== OBJECTIVE ==
Rewrite the listing below, starting at its first line and continuing through the line containing "52 64 L 54 62", with the requests included. Multiply every coordinate in the answer outlines by 0.2 and round each result to a whole number, rounding halves up.
=== RECORDED DATA ===
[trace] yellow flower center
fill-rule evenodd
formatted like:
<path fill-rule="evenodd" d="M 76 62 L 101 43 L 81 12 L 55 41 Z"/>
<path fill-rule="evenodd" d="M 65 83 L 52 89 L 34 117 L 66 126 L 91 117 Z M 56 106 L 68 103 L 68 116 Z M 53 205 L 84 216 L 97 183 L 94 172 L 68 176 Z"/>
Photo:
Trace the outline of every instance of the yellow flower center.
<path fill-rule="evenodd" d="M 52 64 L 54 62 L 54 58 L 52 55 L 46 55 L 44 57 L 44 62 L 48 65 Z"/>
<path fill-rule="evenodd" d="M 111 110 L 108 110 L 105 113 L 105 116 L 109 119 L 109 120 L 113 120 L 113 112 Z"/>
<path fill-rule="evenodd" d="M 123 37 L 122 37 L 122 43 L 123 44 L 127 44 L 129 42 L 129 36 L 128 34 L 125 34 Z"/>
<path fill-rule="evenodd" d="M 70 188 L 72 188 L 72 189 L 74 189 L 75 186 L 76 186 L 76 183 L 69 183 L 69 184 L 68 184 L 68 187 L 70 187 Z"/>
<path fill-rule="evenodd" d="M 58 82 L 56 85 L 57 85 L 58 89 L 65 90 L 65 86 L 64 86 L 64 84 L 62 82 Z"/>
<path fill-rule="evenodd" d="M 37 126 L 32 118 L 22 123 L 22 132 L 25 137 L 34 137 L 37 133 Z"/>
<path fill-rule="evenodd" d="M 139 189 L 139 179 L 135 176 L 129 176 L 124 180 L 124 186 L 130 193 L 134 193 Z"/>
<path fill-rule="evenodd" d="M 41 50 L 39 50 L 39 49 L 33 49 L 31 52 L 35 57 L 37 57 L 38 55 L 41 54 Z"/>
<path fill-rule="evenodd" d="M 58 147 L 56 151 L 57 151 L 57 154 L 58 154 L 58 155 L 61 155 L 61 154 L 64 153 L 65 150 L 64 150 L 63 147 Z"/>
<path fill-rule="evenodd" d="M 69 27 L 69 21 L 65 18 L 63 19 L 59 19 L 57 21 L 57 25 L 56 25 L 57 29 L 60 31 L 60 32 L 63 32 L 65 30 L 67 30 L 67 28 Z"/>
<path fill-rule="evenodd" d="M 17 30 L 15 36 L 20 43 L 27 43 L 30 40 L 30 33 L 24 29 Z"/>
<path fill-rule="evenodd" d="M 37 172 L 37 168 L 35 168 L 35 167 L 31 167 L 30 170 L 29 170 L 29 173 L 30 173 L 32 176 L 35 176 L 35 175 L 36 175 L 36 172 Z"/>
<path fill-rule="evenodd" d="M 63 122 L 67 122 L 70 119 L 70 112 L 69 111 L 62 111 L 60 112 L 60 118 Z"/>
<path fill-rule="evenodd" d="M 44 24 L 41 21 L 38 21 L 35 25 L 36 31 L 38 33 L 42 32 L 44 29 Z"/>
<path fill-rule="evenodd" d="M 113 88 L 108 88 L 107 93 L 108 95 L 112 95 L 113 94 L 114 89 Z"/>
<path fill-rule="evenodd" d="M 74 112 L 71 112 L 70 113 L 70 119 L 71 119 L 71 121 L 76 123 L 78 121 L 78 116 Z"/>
===
== FULL RESPONSE ==
[trace] yellow flower center
fill-rule evenodd
formatted like:
<path fill-rule="evenodd" d="M 76 62 L 101 43 L 81 12 L 55 41 Z"/>
<path fill-rule="evenodd" d="M 65 83 L 52 89 L 34 117 L 66 126 L 91 117 Z M 56 106 L 68 103 L 68 116 Z M 53 205 L 84 216 L 97 183 L 94 172 L 68 176 Z"/>
Photo:
Trace the outline of every instance of the yellow flower center.
<path fill-rule="evenodd" d="M 10 13 L 11 12 L 11 12 L 10 11 L 9 11 L 9 11 L 9 12 L 10 13 Z"/>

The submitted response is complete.